- _Data supplied_
- Opening Delimiter -

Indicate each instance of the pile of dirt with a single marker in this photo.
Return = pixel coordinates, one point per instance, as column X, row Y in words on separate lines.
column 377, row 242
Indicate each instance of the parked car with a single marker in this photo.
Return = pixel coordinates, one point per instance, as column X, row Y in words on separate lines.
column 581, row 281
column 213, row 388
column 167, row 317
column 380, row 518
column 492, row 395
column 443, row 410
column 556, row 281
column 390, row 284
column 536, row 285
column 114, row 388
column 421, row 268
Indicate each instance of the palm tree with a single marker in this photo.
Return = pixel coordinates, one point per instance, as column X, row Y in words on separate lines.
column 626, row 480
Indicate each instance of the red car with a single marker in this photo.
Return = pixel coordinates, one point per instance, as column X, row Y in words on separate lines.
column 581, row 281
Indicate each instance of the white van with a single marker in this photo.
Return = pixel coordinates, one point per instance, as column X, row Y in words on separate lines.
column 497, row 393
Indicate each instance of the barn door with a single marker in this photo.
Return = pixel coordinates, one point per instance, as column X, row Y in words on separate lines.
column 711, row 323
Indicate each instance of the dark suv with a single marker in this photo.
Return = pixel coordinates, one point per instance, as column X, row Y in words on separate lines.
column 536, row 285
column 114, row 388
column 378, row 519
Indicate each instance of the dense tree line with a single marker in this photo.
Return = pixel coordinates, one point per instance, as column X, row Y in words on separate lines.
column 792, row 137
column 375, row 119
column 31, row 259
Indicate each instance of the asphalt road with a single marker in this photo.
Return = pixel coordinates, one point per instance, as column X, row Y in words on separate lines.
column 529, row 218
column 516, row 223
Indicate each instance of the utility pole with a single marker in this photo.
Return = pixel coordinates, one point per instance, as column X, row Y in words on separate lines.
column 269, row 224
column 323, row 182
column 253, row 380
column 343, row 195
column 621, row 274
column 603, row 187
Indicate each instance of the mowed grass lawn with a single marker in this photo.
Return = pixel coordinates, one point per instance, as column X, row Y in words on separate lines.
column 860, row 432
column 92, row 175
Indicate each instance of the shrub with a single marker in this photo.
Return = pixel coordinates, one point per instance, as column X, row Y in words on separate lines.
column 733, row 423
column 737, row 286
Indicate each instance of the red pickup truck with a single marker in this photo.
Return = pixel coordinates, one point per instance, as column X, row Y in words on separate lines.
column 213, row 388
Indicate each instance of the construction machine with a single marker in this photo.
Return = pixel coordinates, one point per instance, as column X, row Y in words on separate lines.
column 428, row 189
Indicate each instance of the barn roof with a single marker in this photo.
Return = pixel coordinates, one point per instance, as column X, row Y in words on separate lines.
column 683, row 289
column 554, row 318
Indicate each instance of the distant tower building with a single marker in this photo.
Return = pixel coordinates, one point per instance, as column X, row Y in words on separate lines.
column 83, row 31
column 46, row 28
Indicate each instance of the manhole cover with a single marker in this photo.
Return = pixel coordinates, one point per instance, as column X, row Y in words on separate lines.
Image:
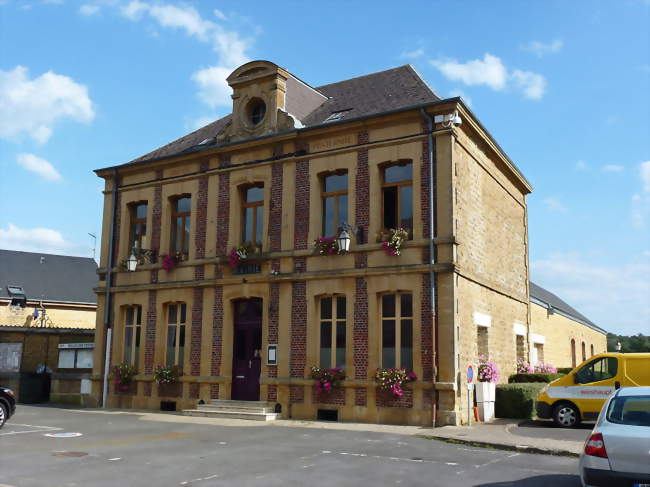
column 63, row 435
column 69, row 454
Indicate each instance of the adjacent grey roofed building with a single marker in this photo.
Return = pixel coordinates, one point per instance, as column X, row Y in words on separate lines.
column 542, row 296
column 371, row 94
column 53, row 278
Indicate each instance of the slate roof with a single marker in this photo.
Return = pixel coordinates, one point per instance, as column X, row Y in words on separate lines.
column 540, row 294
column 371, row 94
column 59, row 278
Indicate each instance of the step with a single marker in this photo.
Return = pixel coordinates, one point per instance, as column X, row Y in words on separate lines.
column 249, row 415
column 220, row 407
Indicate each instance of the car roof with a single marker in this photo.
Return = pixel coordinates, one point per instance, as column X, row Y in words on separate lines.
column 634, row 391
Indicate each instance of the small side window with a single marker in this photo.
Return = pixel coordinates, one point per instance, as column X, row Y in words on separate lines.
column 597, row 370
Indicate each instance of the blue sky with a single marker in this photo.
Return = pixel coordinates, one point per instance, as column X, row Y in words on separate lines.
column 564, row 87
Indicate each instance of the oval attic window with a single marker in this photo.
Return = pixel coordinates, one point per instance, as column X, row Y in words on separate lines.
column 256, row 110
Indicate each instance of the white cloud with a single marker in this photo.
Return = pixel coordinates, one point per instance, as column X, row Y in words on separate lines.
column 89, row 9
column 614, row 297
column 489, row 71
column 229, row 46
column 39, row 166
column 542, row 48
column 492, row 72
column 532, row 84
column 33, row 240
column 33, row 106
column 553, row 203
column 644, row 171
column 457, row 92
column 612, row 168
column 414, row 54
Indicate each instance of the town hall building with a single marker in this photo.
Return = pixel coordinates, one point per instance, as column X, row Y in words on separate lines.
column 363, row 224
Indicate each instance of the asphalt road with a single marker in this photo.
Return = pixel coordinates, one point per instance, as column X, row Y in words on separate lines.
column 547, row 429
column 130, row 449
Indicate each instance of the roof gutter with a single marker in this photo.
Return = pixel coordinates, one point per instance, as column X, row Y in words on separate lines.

- Closing Delimiter -
- Opening Delimiter -

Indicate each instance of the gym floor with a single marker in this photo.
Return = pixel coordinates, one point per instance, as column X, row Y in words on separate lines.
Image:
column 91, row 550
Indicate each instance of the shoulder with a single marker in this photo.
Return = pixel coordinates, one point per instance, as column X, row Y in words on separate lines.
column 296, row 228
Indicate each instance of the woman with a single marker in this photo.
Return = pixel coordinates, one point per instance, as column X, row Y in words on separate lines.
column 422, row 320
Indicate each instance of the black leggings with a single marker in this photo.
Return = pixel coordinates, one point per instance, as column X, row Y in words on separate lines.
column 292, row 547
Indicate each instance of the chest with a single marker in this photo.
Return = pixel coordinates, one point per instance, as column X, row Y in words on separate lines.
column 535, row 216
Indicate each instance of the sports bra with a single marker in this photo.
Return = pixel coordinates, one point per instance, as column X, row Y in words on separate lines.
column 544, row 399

- Closing Delimiter -

- _How to complete this task_
Copy each line in the listing where "building" appears.

- _Answer section_
Indicate each instance of the distant tower building with a single marker in this photo.
Indicate each instance of the adjacent grey roofed building with a single marker in this photo.
Indicate each instance of the town hall building with a single marker in this photo.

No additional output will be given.